**WORK TO DO:** Rewrite the listing below with every "Provide" changed to "Return" and nothing else altered, leaving the pictures out of your answer.

**SUPPLIED MATERIAL:**
——————

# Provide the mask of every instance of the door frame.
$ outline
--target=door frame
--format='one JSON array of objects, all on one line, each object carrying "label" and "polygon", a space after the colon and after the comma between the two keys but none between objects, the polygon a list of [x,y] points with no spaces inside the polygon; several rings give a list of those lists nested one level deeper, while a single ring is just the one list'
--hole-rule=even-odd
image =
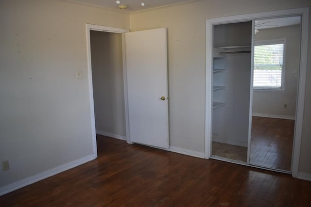
[{"label": "door frame", "polygon": [[[292,154],[292,172],[294,177],[298,177],[299,162],[300,160],[301,136],[303,121],[303,111],[304,107],[306,74],[307,72],[307,60],[308,50],[308,38],[309,27],[309,8],[301,8],[271,12],[260,12],[247,15],[238,15],[224,17],[215,18],[206,20],[206,96],[205,96],[205,158],[209,159],[211,155],[211,125],[212,114],[212,88],[211,83],[212,77],[212,43],[213,30],[214,25],[238,23],[252,21],[258,18],[275,18],[288,16],[301,16],[301,32],[300,46],[300,60],[299,75],[298,78],[298,88],[297,95],[296,106],[296,117],[294,133],[294,142]],[[253,24],[254,23],[253,23]],[[253,27],[254,25],[253,25]],[[253,34],[252,34],[252,36]],[[252,42],[253,38],[252,38]],[[252,47],[254,46],[252,42]],[[252,57],[253,59],[253,58]],[[253,60],[252,60],[252,63]],[[253,67],[253,66],[252,66]],[[252,92],[251,92],[251,97]],[[251,105],[252,101],[250,104]],[[251,110],[250,107],[250,111]],[[250,127],[249,127],[250,128]],[[249,147],[250,144],[250,129],[249,130]],[[249,149],[248,149],[249,151]],[[249,155],[248,155],[248,157]],[[249,160],[248,160],[248,163]],[[250,165],[246,164],[246,165]]]},{"label": "door frame", "polygon": [[87,76],[88,78],[88,91],[89,94],[90,111],[91,113],[91,125],[92,127],[92,137],[93,140],[93,150],[96,157],[97,157],[97,145],[96,144],[96,129],[95,128],[95,111],[94,109],[94,96],[93,94],[93,80],[92,77],[92,60],[91,58],[91,39],[90,31],[105,32],[107,32],[117,33],[122,35],[122,52],[123,56],[123,75],[124,90],[124,104],[125,111],[125,132],[126,142],[131,143],[128,135],[128,111],[127,108],[127,89],[126,84],[126,70],[125,65],[125,43],[124,34],[130,32],[126,29],[106,27],[104,26],[86,24],[86,49],[87,55]]}]

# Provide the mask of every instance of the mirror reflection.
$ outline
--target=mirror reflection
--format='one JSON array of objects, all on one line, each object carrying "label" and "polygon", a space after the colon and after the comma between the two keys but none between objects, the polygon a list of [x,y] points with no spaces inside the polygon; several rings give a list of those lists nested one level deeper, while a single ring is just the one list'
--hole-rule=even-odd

——————

**FULL ANSWER:**
# Return the mask of every instance of the door frame.
$ outline
--target=door frame
--format='one JSON array of objects, all on one line, each object carrying "label" and "polygon", a space after the colon and after the comma between the two keys but none between objects, the polygon a list of [x,y] points with no spaces inside the polygon; several rings give a list of those lists nested one level deeper, while a single ring is just the one list'
--hole-rule=even-odd
image =
[{"label": "door frame", "polygon": [[[292,154],[292,172],[294,177],[298,177],[299,162],[300,160],[301,136],[303,121],[303,111],[304,107],[306,74],[307,72],[307,60],[308,50],[308,38],[309,27],[309,8],[301,8],[271,12],[260,12],[247,15],[238,15],[224,17],[215,18],[206,20],[206,96],[205,96],[205,158],[209,159],[211,155],[211,125],[212,114],[212,88],[211,83],[212,77],[212,43],[213,30],[214,25],[238,23],[252,21],[258,18],[275,18],[288,16],[301,16],[301,32],[300,46],[300,60],[299,75],[298,78],[298,88],[297,95],[296,106],[296,117],[294,133],[294,142]],[[253,24],[254,23],[253,23]],[[253,27],[254,25],[253,25]],[[253,34],[252,34],[252,36]],[[252,42],[253,38],[252,38]],[[252,47],[254,46],[252,42]],[[252,57],[253,59],[253,58]],[[253,60],[252,60],[252,63]],[[253,67],[253,66],[252,66]],[[252,92],[251,92],[251,97]],[[251,105],[252,101],[250,104]],[[251,110],[250,107],[250,111]],[[250,127],[249,127],[250,128]],[[249,147],[250,144],[250,129],[249,130]],[[249,149],[248,149],[249,151]],[[249,155],[248,155],[248,157]],[[249,160],[248,160],[248,163]],[[250,165],[246,164],[246,165]]]},{"label": "door frame", "polygon": [[87,76],[88,78],[88,91],[89,94],[90,111],[91,113],[91,125],[92,127],[92,137],[93,140],[93,150],[96,157],[97,157],[97,145],[96,144],[96,129],[95,128],[95,111],[94,109],[94,96],[93,94],[93,80],[92,77],[92,60],[91,58],[91,39],[90,31],[105,32],[107,32],[117,33],[122,35],[122,52],[123,56],[123,75],[124,90],[124,104],[125,111],[125,132],[126,142],[131,143],[128,135],[128,111],[127,108],[127,89],[126,84],[126,70],[125,65],[125,43],[124,34],[130,32],[126,29],[106,27],[104,26],[86,24],[86,49],[87,55]]}]

# Return the mask of every instance of the mirror reflection.
$ outline
--target=mirror reflection
--format='one JSON array of objects, all on one line, each object carrying "label" and "polygon", a space after the colon and after the comma between the two keys but none between objects, the polygon a list of [x,y] points with no spaces inside the polygon; several rings give a list of those lists nested one level deeper, while a single ring is just the one list'
--hole-rule=even-odd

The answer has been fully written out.